§ Exercise: Set out all of the entries below as a numbered list with no blank lines. Leave the pictures out.

>> start Materials provided

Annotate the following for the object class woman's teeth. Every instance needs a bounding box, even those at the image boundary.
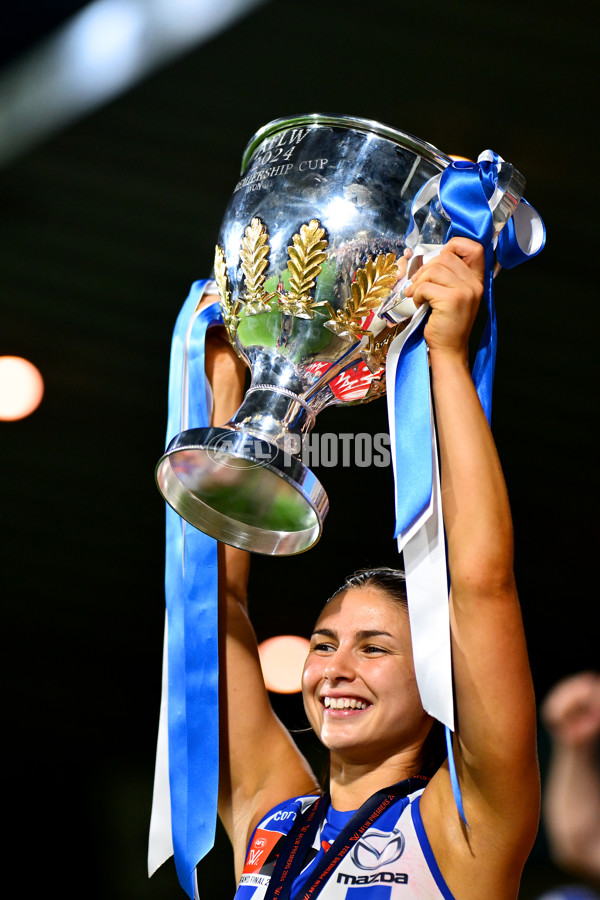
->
[323,697,367,709]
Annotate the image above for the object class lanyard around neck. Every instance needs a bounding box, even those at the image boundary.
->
[265,775,429,900]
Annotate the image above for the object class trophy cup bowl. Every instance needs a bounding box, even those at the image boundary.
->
[156,114,524,555]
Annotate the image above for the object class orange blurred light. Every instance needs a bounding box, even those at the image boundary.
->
[258,634,310,694]
[0,356,44,422]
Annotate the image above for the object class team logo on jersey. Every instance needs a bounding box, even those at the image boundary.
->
[352,828,406,872]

>> end Materials provided

§ Full solution:
1. Annotate the following for the object class woman's teeth. Every instance needs a bounding box, even those at the image boundary.
2. ->
3. [323,697,367,709]
4. Annotate the image above for the object class lanyard around neck. Every instance needs a bounding box, even those at the image boundary.
5. ->
6. [265,775,429,900]
7. Annotate the image above for the object class trophy cup bowl. Every instance needs a bounding box, even those at the image boundary.
8. ->
9. [156,114,524,555]
10. Annotate the image above for the object class orange blurred light. Every instance needs a bounding box, even those at the image boundary.
11. ->
12. [258,634,310,694]
13. [0,356,44,422]
14. Annotate the image above for the object class team logo on jersey. Every instance needs a bounding box, even those at the image boundary.
15. ->
16. [352,828,406,872]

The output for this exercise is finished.